On July 1, 2017, Dr. Coleman found that plaintiff could "lift, carry, push and pull 20 pounds occasionally and 10 pounds frequently, sit six hours in an eight-hour workday, and stand and/or walk for six hours in an eight-hour workday." Id. at 604, 708. Dr. Coleman also noted that plaintiff could "frequently balance" but could only "occasionally perform other postural maneuvers" due to her "back limits." Id. at 604, 709. Finally, Dr. Coleman stated that plaintiff "must avoid concentrated exposure to extreme cold, extreme heat, humidity, vibration, fumes, odors, dusts, gases, poor ventilation and hazards, such as machinery and heights." Id. at 604, 709-10. Dr. Coleman explained that his opinion about how much plaintiff could lift differed from Dr. Salinas's opinion because, in the intervening time, plaintiff had an MRI that showed degenerative disc disease of the lumbar spine. Id. at 710. As a result, the amount plaintiff could lift was reduced from 50 pounds occasionally and 25 pounds frequently to 20 pounds occasionally and 10 pounds frequently. Cf. id. at 691 with id. at 708; see also id. at 710.

* PROBLEMS AND TASKS *
- A) From the medical opinion passage, list each physical activity that Dr. Coleman found plaintiff could perform with 20 pounds occasionally and 10 pounds frequently.
- B) Continue the passage on Dr. Coleman's medical opinion from its final sentence.

* SUPPLIED INFORMATION *
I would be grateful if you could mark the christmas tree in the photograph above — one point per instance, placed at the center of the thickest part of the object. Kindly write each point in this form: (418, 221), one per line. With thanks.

* ANSWERS GIVEN *
- A) lift, carry, push, pull

- B)
On August 2, 2017, PA Marshall found that plaintiff had more limitations than she previously opined. Specifically, PA Marshall found that plaintiff could frequently lift and carry 10 pounds, could occasionally carry 20 pounds and could never carry 50 pounds. Id. at 2077. PA Marshall found that plaintiff could frequently twist, stoop, balance, crouch, crawl, climb, reach, handle, finger and feel. Id. PA Marshall noted that plaintiff did not have limitations in reaching, handling and fingering. Id. PA Marshall noted that plaintiff could sit for 45 minutes before needing to switch positions, could stand for one hour before needing to sit or walk. And could stand for four hours in an eight-hour workday. Id.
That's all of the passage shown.